> [Problem details]:
A verbatim copy is needed of the lines below from the one containing "Query: raised arm" up to and including the one containing "chair, with integer pixel coordinates.", excluding pictures.
------ Records provided ------
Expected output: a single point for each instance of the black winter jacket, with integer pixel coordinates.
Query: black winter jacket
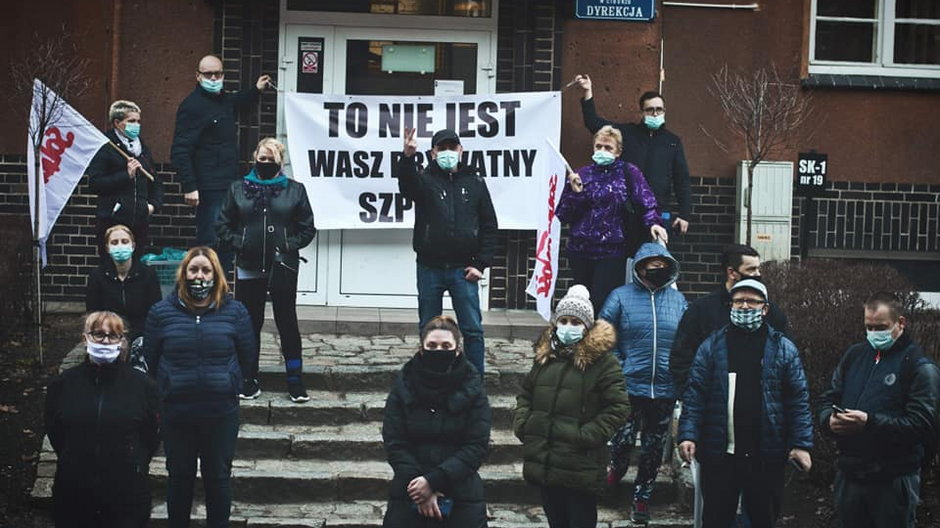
(266, 224)
(658, 154)
(443, 438)
(707, 314)
(902, 413)
(205, 148)
(199, 359)
(107, 177)
(102, 422)
(455, 223)
(130, 298)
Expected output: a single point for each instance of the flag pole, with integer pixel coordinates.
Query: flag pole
(117, 148)
(37, 251)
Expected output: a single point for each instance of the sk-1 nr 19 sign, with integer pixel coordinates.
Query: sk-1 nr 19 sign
(615, 9)
(811, 173)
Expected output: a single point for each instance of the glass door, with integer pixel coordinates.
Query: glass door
(376, 268)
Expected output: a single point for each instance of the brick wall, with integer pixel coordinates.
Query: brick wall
(850, 217)
(876, 218)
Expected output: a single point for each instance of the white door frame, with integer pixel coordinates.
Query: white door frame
(336, 29)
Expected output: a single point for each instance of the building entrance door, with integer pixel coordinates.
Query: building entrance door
(375, 268)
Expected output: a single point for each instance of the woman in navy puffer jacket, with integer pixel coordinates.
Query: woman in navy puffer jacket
(198, 343)
(645, 313)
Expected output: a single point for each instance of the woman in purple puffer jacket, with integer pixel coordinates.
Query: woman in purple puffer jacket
(595, 204)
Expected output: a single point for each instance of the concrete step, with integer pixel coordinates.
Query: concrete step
(369, 514)
(269, 481)
(510, 324)
(360, 378)
(332, 408)
(354, 441)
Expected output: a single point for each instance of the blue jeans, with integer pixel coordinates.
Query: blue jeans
(432, 283)
(207, 212)
(212, 441)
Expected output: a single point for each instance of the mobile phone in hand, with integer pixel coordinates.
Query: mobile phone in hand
(796, 464)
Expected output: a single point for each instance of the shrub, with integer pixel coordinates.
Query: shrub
(823, 300)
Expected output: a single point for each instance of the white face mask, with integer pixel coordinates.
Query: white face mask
(102, 354)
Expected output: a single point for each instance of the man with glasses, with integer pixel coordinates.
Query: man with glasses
(710, 312)
(654, 149)
(746, 413)
(205, 147)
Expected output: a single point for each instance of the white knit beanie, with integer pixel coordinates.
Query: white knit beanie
(576, 303)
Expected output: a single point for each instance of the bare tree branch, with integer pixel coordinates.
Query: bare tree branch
(764, 110)
(56, 62)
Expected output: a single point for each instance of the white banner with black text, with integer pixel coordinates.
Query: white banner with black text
(343, 149)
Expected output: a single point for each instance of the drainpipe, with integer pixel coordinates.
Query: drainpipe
(752, 7)
(115, 48)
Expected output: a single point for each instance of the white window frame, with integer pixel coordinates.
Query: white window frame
(883, 63)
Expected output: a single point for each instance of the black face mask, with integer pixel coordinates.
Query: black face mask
(199, 289)
(267, 169)
(658, 277)
(438, 360)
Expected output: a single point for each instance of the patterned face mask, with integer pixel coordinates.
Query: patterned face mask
(199, 289)
(748, 319)
(569, 334)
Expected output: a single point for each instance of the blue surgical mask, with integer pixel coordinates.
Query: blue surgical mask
(569, 334)
(880, 339)
(748, 319)
(211, 85)
(602, 157)
(102, 354)
(121, 253)
(132, 130)
(654, 122)
(447, 159)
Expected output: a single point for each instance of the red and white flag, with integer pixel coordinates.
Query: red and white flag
(548, 237)
(68, 144)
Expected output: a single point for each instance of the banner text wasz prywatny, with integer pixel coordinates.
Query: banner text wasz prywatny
(346, 150)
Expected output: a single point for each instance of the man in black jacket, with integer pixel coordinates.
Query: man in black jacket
(711, 312)
(882, 411)
(454, 234)
(205, 146)
(656, 151)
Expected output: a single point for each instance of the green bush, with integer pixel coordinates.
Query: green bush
(823, 300)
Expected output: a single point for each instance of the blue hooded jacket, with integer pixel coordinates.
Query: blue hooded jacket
(646, 321)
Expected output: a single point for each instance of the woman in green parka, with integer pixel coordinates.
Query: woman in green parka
(572, 401)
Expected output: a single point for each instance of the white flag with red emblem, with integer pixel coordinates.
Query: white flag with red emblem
(68, 144)
(554, 175)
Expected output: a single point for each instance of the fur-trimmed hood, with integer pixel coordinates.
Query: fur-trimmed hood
(599, 340)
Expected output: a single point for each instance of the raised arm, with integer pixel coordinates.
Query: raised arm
(408, 182)
(592, 121)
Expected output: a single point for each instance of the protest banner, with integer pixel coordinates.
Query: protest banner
(345, 148)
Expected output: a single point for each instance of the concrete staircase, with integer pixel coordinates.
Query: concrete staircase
(323, 464)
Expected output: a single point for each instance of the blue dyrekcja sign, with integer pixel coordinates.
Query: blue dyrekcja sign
(635, 10)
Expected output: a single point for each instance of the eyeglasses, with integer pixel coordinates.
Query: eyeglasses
(738, 303)
(103, 337)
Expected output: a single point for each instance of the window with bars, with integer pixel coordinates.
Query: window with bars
(876, 37)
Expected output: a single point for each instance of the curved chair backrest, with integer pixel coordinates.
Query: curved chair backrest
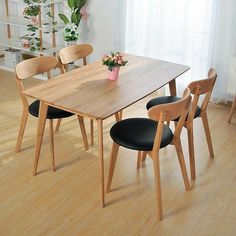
(74, 53)
(35, 66)
(168, 112)
(202, 87)
(30, 68)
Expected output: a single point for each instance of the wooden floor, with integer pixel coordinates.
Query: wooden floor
(67, 202)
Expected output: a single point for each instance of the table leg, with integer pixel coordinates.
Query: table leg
(172, 87)
(101, 161)
(41, 125)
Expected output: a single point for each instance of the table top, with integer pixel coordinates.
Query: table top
(87, 90)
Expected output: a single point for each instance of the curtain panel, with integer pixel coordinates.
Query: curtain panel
(200, 34)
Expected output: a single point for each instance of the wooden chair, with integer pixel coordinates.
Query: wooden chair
(30, 68)
(150, 135)
(232, 110)
(71, 54)
(197, 88)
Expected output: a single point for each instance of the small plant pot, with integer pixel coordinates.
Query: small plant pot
(113, 75)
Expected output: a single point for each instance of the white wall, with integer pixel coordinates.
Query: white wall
(98, 30)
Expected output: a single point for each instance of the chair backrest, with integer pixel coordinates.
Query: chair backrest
(201, 87)
(30, 68)
(74, 53)
(169, 112)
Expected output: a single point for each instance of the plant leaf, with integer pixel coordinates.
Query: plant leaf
(75, 18)
(64, 18)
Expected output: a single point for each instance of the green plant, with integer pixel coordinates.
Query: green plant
(114, 60)
(31, 12)
(75, 6)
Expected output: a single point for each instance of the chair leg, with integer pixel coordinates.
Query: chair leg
(139, 159)
(23, 122)
(207, 132)
(58, 124)
(52, 143)
(232, 110)
(144, 156)
(114, 153)
(91, 132)
(180, 154)
(157, 176)
(121, 114)
(83, 131)
(191, 152)
(117, 116)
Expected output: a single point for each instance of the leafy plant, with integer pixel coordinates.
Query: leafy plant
(31, 12)
(114, 60)
(75, 6)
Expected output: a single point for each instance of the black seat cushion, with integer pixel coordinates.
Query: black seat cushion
(169, 99)
(139, 134)
(53, 113)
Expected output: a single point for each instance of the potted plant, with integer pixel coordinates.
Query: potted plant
(114, 62)
(71, 30)
(31, 12)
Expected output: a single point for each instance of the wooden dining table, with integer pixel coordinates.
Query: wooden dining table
(87, 92)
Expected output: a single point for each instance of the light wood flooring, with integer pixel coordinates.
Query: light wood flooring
(67, 202)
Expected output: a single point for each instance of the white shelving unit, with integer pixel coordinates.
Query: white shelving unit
(19, 21)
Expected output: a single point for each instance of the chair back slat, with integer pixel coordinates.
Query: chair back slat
(74, 53)
(172, 110)
(168, 112)
(202, 87)
(35, 66)
(30, 68)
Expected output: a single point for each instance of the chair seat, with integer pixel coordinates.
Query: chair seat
(139, 134)
(53, 113)
(169, 99)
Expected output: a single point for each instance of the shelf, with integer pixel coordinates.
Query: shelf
(14, 43)
(14, 20)
(42, 4)
(21, 21)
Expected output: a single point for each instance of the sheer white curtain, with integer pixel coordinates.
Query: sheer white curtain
(200, 34)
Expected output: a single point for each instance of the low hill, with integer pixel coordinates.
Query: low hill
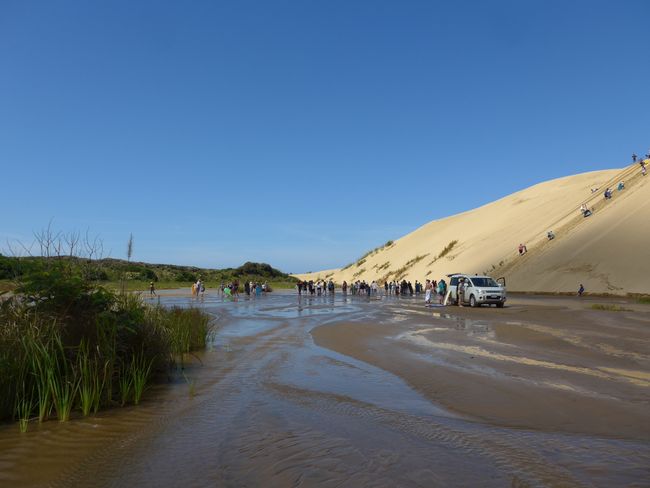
(607, 252)
(111, 270)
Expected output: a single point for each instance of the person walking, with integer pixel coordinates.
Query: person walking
(427, 292)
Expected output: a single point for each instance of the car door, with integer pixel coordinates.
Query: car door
(453, 288)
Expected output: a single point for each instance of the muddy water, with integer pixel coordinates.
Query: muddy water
(265, 406)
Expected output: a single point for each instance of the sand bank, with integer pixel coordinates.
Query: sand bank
(543, 363)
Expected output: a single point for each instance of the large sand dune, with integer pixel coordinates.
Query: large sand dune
(608, 252)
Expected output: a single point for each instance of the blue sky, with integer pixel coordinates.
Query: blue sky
(303, 133)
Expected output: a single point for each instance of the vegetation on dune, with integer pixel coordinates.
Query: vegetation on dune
(401, 272)
(372, 252)
(448, 248)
------
> [Exercise response]:
Query: raised arm
(408, 182)
(592, 121)
Expected output: a single point for each instance of the protest banner, with integer pixel coordinates.
Query: protest banner
(345, 148)
Expected output: a single point for each instance of the concrete staircase, with integer pixel coordinates.
Query: concrete staircase
(323, 464)
Expected output: a single point for each instance of the blue dyrekcja sign, with integer pixel coordinates.
Query: blue dyrekcja sign
(635, 10)
Expected output: a single point for each instance of the eyeglasses, with integer pixel coordinates.
Query: eyeglasses
(738, 303)
(103, 337)
Expected output: a single point for each instance of the window with bars, with integer pixel coordinates.
Query: window with bars
(876, 37)
Expected output: a single point for each instance of the curved chair backrest, with integer pixel coordinates.
Query: curved chair backrest
(74, 53)
(35, 66)
(168, 112)
(202, 87)
(30, 68)
Expected output: a single point for each instance of the wooden floor, with integer pixel coordinates.
Query: wooden floor
(67, 202)
Expected output: a single point for each instance of the table leg, with integer pixel coordinates.
Query: table leg
(172, 87)
(101, 161)
(41, 125)
Expected output: a single point for each instance of the table top, with integer pixel coordinates.
Query: table top
(87, 90)
Expected output: a single point for each instance of the curtain panel, with integer pixel coordinates.
Query: curtain panel
(200, 34)
Expected output: a single point for each instance of the wooden chair, with integer pixel coordinates.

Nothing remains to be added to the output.